== Supplied records

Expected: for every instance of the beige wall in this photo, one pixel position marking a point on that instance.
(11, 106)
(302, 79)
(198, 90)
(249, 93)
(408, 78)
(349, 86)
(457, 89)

====

**Written task**
Copy the entries above word for word.

**Task output**
Expected: for every instance of the beige wall in this photo, one pixel position marking a point on that instance.
(11, 106)
(302, 79)
(198, 90)
(249, 93)
(408, 78)
(349, 86)
(457, 89)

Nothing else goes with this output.